EXERCISE TEXT –
---------------

Helping people feel a sense of agency over the outcome, and especially over their own, their family’s, and their community’s outcomes is a first step to encouraging behavior change.

How can people be expected to act if they don’t have a belief that their action is of consequence?

Fear is a stronger motivator to action than greed

Loss aversion is real.  People will be more likely to take action if they believe they will lose what they value than through the opportunity to gain something intangible to them in the present.  The convolution of what people value and what will be damaged by climate change will be fertile ground.

Social reward is sufficient to drive concerted action and volunteerism in global digital communities.  

The ubiquity of global digital networks has enabled the formation of communities across wildly diverse geographies.  Modern collaboration tools enable productive engagement of remote teams and communities working on complex problems.  Individuals in these communities respond to social rewards – community acceptance, positive reinforcement for adherence and exemplification of community norms and values, and feelings of contribution.  In essence, being valued.  There will be much to learn from the communities that were most effective and resilient in positively contributing to efforts on COVID-19 mitigation that we might apply to communities focused on climate change mitigation.  

Further, there are several types of communities.  Most broadly bucketed, there are communities of individuals with skills to contribute to a greater, and specific, work effort (e.g. 3D printed ventilators) and there are communities of individuals whose principal means of contributing to the cause is through the modulation of their own behavior and consumption (e.g. participating in social distancing, supporting the local community by purchasing gift cards at businesses at risk, and buying groceries for their elderly neighbor).  Both of these types of communities could be of value to the effort to mitigate climate disaster.  In the former case, through the enablement of talent to engage on problems of relevance.  In the latter, by providing best practices and social reward for adherence to them.

---------------

WHAT YOU WILL DO –
(a) Print the passage on motivating climate action between "Helping people feel" and "be fertile ground.", inclusive.
(b) Proceed with the passage on motivating climate action, picking up after its last sentence.
The lines that come next are separate material and are not part of the passage on motivating climate action.

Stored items
---------------

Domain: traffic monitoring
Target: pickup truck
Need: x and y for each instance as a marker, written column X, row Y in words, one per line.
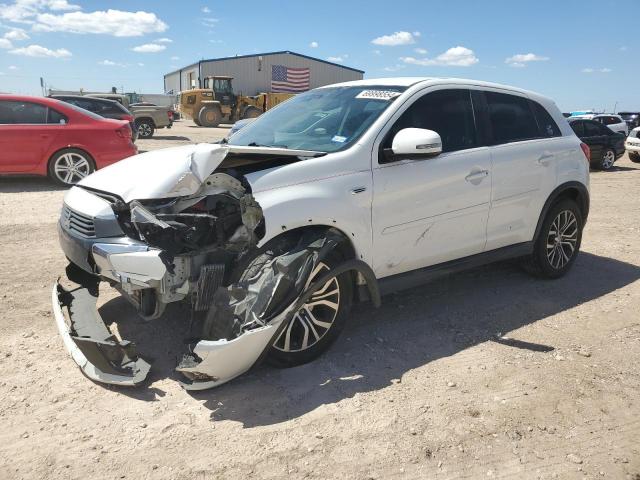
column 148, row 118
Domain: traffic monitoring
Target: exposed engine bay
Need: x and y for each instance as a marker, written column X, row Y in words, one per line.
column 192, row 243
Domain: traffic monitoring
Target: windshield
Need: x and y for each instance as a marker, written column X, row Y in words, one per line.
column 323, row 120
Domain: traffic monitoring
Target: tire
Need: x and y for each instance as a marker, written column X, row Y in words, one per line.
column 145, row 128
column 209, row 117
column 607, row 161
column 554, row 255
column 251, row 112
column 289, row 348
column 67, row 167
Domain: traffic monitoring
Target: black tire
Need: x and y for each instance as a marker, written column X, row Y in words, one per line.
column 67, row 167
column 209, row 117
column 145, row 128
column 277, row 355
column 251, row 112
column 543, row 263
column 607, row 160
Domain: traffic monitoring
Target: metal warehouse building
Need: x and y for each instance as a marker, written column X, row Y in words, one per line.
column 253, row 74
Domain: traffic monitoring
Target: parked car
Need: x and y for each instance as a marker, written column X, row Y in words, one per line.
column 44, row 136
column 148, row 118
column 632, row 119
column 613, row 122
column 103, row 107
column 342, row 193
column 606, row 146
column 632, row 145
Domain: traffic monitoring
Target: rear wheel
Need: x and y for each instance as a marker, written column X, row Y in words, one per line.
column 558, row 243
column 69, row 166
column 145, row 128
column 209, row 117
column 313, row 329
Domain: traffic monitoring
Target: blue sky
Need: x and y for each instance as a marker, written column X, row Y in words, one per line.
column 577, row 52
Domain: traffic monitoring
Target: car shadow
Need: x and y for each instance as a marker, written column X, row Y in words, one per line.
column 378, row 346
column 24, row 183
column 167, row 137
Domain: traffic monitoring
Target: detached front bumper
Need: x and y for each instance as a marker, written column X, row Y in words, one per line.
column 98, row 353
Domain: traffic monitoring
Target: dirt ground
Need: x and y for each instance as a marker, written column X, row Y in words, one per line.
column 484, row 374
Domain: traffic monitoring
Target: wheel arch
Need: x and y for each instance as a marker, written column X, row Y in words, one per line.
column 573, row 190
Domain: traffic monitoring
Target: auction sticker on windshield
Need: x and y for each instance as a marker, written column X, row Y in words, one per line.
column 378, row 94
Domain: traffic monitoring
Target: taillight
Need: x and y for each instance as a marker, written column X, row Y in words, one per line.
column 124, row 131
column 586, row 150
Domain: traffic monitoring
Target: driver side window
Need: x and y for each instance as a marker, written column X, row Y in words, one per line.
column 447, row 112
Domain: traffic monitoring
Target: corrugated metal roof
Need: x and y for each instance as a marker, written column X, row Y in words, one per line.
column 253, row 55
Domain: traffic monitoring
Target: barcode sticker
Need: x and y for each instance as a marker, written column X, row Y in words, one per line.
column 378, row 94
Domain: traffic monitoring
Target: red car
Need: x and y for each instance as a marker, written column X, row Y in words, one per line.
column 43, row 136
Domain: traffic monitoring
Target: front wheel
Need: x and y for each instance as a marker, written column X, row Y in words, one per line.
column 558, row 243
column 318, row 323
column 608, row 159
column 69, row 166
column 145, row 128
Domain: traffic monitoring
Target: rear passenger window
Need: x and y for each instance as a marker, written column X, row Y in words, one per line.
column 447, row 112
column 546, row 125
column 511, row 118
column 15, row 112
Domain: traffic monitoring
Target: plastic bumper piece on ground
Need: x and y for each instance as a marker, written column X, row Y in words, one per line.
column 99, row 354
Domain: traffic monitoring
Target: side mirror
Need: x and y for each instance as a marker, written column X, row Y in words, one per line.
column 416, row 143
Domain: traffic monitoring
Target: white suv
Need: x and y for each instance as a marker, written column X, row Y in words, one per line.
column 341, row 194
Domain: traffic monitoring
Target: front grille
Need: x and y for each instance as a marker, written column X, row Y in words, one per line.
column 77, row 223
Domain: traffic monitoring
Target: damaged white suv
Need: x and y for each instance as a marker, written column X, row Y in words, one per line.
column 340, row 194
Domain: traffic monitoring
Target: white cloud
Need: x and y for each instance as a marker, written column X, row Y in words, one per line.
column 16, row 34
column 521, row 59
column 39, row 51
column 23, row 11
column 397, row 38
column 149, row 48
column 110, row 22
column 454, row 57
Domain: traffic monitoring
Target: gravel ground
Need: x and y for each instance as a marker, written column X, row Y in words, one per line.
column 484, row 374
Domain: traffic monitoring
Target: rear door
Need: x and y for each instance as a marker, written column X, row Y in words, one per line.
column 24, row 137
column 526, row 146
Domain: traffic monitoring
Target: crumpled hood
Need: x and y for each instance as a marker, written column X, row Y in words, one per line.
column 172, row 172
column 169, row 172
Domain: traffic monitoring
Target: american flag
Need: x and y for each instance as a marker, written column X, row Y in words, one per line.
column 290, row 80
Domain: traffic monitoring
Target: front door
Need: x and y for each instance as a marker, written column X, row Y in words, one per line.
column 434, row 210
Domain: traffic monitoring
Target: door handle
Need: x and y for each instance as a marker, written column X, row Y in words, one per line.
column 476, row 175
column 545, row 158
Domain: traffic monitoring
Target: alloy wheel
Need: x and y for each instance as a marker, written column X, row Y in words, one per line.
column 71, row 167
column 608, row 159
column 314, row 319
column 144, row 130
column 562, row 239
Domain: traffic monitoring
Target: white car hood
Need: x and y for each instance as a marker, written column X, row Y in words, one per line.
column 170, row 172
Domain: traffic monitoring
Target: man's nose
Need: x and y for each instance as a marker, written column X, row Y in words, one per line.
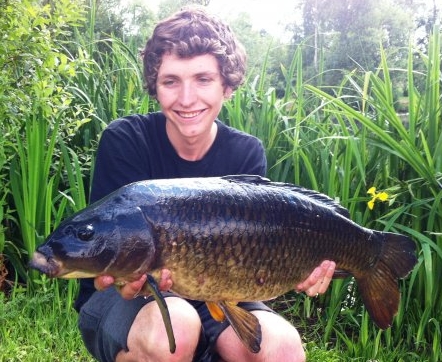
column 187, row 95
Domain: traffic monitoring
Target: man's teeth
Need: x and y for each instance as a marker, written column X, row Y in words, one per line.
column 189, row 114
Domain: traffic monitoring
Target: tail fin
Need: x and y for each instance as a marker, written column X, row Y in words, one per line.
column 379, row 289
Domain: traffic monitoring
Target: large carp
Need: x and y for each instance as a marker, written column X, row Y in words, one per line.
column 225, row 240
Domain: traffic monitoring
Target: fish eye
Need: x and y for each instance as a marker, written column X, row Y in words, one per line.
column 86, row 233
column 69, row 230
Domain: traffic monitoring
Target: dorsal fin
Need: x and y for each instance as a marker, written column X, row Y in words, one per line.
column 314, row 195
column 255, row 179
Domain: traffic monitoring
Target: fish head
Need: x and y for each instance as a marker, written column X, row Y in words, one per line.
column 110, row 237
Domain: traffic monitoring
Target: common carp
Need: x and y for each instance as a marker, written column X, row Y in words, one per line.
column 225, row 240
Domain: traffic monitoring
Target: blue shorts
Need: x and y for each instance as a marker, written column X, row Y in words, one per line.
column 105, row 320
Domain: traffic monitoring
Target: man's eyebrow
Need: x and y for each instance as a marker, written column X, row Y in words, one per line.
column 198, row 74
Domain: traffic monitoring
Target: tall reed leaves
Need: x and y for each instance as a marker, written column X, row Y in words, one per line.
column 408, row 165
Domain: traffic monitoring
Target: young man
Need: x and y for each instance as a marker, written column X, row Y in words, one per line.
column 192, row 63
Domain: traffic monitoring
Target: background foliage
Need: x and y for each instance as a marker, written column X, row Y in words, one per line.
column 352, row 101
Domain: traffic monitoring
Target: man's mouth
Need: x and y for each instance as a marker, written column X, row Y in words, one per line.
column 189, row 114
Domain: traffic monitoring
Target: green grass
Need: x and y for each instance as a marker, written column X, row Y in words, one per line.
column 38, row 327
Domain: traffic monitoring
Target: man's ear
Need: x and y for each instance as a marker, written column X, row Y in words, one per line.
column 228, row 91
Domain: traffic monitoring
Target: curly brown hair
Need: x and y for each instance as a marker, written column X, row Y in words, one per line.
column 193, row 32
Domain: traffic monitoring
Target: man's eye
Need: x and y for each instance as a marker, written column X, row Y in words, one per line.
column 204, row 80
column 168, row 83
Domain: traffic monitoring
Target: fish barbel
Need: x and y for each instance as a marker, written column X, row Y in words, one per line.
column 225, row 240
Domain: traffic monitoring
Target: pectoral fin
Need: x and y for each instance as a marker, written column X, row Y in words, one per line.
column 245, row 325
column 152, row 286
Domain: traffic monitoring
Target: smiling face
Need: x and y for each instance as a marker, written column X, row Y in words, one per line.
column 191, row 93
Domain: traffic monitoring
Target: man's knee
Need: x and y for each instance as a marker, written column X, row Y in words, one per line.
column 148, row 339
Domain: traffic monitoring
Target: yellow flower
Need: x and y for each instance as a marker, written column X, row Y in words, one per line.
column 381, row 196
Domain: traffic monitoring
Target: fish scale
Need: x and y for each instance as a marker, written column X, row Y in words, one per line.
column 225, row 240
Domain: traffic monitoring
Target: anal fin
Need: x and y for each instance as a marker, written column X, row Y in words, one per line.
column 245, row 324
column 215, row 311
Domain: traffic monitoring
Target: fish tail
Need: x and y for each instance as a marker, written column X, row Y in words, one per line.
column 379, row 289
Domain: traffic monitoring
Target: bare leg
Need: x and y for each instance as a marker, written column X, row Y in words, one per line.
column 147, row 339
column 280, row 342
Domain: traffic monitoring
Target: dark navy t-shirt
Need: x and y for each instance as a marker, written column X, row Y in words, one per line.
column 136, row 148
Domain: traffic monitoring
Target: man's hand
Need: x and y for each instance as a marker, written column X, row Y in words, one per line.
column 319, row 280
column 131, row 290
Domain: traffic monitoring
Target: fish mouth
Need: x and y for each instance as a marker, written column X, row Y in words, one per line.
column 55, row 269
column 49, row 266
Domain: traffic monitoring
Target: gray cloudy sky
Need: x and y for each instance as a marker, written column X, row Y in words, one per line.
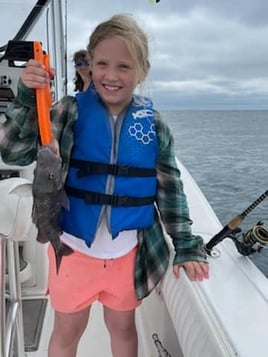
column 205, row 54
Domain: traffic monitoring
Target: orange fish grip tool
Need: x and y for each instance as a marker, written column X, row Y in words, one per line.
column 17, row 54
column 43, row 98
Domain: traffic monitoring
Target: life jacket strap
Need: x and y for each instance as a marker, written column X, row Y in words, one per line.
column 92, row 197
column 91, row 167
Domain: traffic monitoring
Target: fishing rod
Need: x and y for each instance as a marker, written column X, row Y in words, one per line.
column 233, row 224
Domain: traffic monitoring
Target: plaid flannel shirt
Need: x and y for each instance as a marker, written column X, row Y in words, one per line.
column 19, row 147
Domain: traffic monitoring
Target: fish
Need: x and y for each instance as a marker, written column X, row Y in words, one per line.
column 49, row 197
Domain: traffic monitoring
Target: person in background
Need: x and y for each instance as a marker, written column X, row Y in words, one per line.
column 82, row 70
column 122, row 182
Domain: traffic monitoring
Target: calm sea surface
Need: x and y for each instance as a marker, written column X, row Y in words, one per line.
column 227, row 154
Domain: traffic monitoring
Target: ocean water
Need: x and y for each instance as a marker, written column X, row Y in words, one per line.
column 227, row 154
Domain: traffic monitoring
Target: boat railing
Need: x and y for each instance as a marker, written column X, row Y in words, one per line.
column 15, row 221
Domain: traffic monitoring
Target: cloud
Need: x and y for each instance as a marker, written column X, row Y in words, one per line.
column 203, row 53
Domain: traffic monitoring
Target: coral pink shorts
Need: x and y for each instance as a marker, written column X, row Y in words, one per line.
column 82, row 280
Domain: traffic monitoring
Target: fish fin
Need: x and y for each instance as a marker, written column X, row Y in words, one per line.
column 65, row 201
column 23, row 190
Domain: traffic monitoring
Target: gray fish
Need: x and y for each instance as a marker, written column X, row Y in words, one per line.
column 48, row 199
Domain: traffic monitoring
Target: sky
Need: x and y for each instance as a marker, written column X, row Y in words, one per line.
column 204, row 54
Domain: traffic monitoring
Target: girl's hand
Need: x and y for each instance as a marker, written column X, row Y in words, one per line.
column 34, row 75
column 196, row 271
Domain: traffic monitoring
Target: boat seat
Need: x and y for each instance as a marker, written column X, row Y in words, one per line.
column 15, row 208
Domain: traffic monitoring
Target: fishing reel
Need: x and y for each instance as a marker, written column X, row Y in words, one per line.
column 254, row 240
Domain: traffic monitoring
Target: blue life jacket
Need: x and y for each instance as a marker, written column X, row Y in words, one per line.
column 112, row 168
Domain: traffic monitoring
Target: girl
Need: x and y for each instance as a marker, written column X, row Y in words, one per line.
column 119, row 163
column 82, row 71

---------------

RESULTS OF THE TASKS –
(a)
Helping people feel a sense of agency over the outcome, and especially over their own, their family’s, and their community’s outcomes is a first step to encouraging behavior change.

How can people be expected to act if they don’t have a belief that their action is of consequence?

Fear is a stronger motivator to action than greed

Loss aversion is real.  People will be more likely to take action if they believe they will lose what they value than through the opportunity to gain something intangible to them in the present.  The convolution of what people value and what will be damaged by climate change will be fertile ground.

(b)
Societies and governments with more central authority organized around collective principles will be better-equipped to take political action and more effective in managing this crisis

The statement is obvious.  What is less obvious is what we can learn from the organization of these societies, the actions that they take, and the concentration of authority in government around issues of existential societal magnitude.

Marginalia:

  • Communities with a culture of care-of-neighbor will be more resilient
  • People will adapt remarkably fast to new realities and adjust their metrics of quality of life accordingly
  • People will adapt remarkably fast to new regulatory realities and society will adjust to new norms
  • A felt disaster can permanently shift behavior

Where to Dig

What are the relevant networks that are responding?  The relevant systems worth analyzing?

  • Countries
  • States 
  • Cities
  • Local communities
  • Online networks of scientists and engineers
  • Online networks of individuals looking for answers / best practices
  • Volunteer communities
  • Social networks

The Cost

We could have planned for, and eliminated the extreme damage of, COVID-19 with 100B dollars, instead of it costing >5T dollars.  In this we find perhaps the most stunning analogy to climate.  While acting now would cost on the order of 1% of GDP, if we wait 20-30 years, we will be forced to spend upwards of 5% of GDP just to manage climate adaptation.  But there is a yet more terrifying issue with our failure to address climate disaster.  While we can still address COVID, even though we failed to take early action, we won’t be able to address climate once we reach tipping points.  We’re on a one-way road.  Hopefully the present crisis will help remind us that we do have agency over our collective future and that the actions that we take today are indeed of consequence.

References

Stern, N. (2007). The Economics of Climate Change: The Stern Review (1 edition). Cambridge University Press.